- [Text block]:
□ □ □ □ □ □ □

Accuracy in Media

While the media created a “scandal” over the Bush administration’s use of video news releases (VNR), they continue to decline to report any details about the Clinton administration’s production and use of VNRs. Clinton, like Bush, produced VNRs on a Medicare drug benefit. The VNR contained prepackaged news segments which were very similar in that they were not labeled as having been produced by the government (although the VNR itself was labeled in both cases), and they featured a “reporter” who was paid by the government to read a prepared script.

If the media is truly so outraged about these VNRs, why were they not outraged during the Clinton adminstration? Worse, why are they continuing to engage in hypocrisy by failing to report the details? Back in 1996, journalism and public relations expert Glen T. Cameron wrote a landmark study of a Clinton VNR. It was billed as an informative first look at the way broadcast television news stations use VNRs. Since that study occurred almost 10 years ago, you’d think media would’ve caught up by now, and reported on some Clinton VNRs.

The study was titled “VNRs and Air Checks: A Content Analysis of the Use of Video News Releases in Television Newscasts.” Cameron chose for analysis a VNR from the America Responds to AIDS (ARTA) campaign, which the CDC sent to local news stations. The VNR included the prepackaged news story, extra sound bites, extra “B-Roll” (video footage), and clips of public service announcements. Cameron reported that the CDC specifically targeted health beat reporters in major markets when promoting the VNR and satellite media tours (SMTs). One fourth of the news stories that resulted were reported by health-beat reporters.

Of 47 news stories that Cameron analyzed, local news stations used slightly less than half of the prepackaged news story and script the government provided. Only 7 stories displayed characters identifying the source of the footage used. Only 8% mentioned the CDC. Cameron also found that few stories (4%) sought outside information to elaborate or balance the story.

Starting in 2004, and continuing until today, media have taken the Bush administration to the woodshed over government VNRs that wind up being broadcast in whole or in part. The news audience is left with the idea this is something new. Media did not see fit to report that the Clinton administration was spending taxpayer money for electronically tracking some of their VNRs in order to find out how many news stations broadcast them in some form. For example, government reports indicate that in February and May of 1999, a VNR about listeriosis and safe food practices for at-risk groups was produced and distributed via the USDA Television Service. After tracking the VNR, the Clinton administration learned that 11 television markets had downlinked the VNR, reaching an estimated 617,000 viewers.

□ □ □ □ □ □ □

- [Records from a data collection]:
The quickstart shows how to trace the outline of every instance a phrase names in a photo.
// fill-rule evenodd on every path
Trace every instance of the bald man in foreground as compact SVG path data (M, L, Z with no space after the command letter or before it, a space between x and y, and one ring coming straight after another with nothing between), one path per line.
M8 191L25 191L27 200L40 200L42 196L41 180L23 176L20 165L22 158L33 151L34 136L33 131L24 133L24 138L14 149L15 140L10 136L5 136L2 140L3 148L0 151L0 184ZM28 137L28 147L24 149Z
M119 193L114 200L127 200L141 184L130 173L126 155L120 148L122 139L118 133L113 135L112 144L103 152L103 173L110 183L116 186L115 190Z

□ □ □ □ □ □ □

- [Problem requirements]: According to the article on video news releases, how many television markets downlinked the 1999 VNR about listeriosis and safe food practices?

- [Solution for this problem]: 11 television markets.